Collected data
########
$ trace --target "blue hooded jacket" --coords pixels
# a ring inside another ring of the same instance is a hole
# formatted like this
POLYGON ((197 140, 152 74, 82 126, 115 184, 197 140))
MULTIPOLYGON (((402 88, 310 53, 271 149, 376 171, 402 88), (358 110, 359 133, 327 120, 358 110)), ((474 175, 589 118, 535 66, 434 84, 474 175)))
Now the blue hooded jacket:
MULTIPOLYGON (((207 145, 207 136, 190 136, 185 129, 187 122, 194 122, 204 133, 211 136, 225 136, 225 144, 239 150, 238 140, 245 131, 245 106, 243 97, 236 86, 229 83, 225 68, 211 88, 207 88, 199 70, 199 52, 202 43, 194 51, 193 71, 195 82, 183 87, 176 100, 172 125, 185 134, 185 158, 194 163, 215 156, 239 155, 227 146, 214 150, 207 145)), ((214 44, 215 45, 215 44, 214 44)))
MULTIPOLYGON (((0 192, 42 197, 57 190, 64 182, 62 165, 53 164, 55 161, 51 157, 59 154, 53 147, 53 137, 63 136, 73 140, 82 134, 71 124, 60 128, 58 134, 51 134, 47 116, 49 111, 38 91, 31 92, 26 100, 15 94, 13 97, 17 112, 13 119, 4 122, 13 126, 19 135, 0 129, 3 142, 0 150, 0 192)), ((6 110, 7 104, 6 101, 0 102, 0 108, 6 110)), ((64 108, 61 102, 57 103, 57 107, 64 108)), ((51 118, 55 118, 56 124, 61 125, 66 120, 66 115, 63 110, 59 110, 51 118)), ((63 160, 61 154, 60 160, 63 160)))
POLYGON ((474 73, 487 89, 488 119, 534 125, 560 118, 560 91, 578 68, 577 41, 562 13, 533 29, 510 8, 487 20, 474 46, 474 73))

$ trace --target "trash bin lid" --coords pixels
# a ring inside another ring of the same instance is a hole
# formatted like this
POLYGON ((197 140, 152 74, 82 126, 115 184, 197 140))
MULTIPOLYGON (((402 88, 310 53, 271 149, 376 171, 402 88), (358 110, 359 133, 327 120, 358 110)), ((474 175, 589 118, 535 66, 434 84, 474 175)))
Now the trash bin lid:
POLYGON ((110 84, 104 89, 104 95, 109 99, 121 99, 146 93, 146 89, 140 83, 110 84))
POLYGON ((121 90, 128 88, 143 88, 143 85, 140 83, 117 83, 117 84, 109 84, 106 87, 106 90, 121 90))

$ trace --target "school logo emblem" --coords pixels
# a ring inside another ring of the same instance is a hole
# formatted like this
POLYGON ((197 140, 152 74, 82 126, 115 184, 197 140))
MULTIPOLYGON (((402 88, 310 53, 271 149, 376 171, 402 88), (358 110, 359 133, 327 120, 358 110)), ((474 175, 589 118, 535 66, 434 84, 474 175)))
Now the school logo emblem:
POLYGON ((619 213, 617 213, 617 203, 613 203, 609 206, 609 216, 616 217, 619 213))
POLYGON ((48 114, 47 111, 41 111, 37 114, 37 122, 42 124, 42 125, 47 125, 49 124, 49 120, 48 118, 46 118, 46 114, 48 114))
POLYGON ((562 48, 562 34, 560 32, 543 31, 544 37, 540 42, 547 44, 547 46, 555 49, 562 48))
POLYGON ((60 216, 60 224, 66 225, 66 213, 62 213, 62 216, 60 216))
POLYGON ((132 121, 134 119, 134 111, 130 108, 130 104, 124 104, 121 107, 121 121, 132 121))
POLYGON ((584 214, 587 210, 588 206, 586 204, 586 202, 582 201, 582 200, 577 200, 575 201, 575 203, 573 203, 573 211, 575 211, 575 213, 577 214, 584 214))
########
* [What to do]:
Go through the entries above and write each one out exactly.

* [Your solution]:
$ trace --target "blue hooded jacket" --coords pixels
# a ring inside another ring of the same instance is a hole
# formatted like this
POLYGON ((197 140, 152 74, 82 126, 115 184, 197 140))
MULTIPOLYGON (((402 88, 310 53, 271 149, 376 171, 402 88), (358 110, 359 133, 327 120, 358 110)), ((474 175, 589 118, 535 66, 434 84, 474 175)))
Now the blue hooded jacket:
MULTIPOLYGON (((207 145, 207 136, 190 136, 185 129, 187 122, 194 122, 204 133, 211 136, 225 136, 225 144, 239 150, 238 140, 245 131, 245 106, 243 97, 236 86, 229 83, 225 68, 211 88, 207 88, 199 70, 199 52, 202 43, 194 51, 193 71, 195 82, 183 87, 176 100, 172 125, 185 134, 185 158, 194 163, 215 156, 239 155, 227 146, 214 150, 207 145)), ((214 44, 215 45, 215 44, 214 44)))
MULTIPOLYGON (((0 192, 42 197, 57 190, 64 182, 62 165, 53 164, 55 161, 51 157, 59 154, 53 147, 53 137, 63 136, 73 140, 82 134, 71 124, 60 128, 58 134, 51 134, 47 116, 49 111, 38 91, 31 92, 26 100, 15 94, 13 97, 17 112, 13 119, 4 122, 13 126, 19 135, 0 129, 3 142, 0 150, 0 192)), ((6 110, 7 104, 6 101, 0 102, 0 108, 6 110)), ((64 108, 61 102, 57 103, 57 107, 64 108)), ((51 118, 55 118, 56 124, 61 125, 66 120, 66 115, 63 110, 59 110, 51 118)), ((63 160, 61 154, 60 160, 63 160)))
POLYGON ((474 73, 487 89, 488 119, 534 125, 560 118, 560 91, 578 68, 577 41, 562 13, 533 29, 510 8, 487 20, 474 46, 474 73))

$ trace --target "trash bin lid" --coords pixels
# a ring inside another ring of the same instance is a hole
# formatted like this
POLYGON ((197 140, 152 74, 82 126, 115 184, 197 140))
MULTIPOLYGON (((402 88, 310 53, 271 149, 376 171, 402 88), (358 110, 359 133, 327 120, 358 110)), ((474 175, 589 118, 535 66, 434 84, 474 175)))
Now the trash bin lid:
POLYGON ((110 84, 104 89, 104 95, 109 99, 121 99, 146 93, 146 89, 140 83, 110 84))
POLYGON ((121 90, 128 88, 143 88, 143 85, 140 83, 117 83, 117 84, 109 84, 106 87, 106 90, 121 90))

$ trace --target "school logo emblem" --coords pixels
# a ring inside another ring of the same instance is a hole
# formatted like this
POLYGON ((197 140, 152 74, 82 126, 115 184, 197 140))
MULTIPOLYGON (((402 88, 310 53, 271 149, 376 171, 402 88), (358 110, 359 133, 327 120, 358 110)), ((474 175, 589 118, 535 66, 434 84, 474 175)))
Now the school logo emblem:
POLYGON ((619 213, 617 213, 617 203, 613 203, 609 206, 609 216, 616 217, 619 213))
POLYGON ((48 114, 47 111, 41 111, 37 114, 37 122, 42 124, 42 125, 47 125, 49 124, 49 120, 48 118, 46 118, 46 114, 48 114))
POLYGON ((562 48, 562 34, 560 32, 543 31, 544 37, 540 42, 547 44, 547 46, 555 49, 562 48))
POLYGON ((60 216, 60 224, 66 225, 66 213, 62 213, 62 216, 60 216))
POLYGON ((132 121, 134 119, 134 111, 130 108, 130 104, 124 104, 121 107, 121 121, 132 121))
POLYGON ((584 214, 587 210, 588 206, 586 204, 586 202, 582 201, 582 200, 577 200, 575 201, 575 203, 573 203, 573 211, 575 211, 575 213, 577 214, 584 214))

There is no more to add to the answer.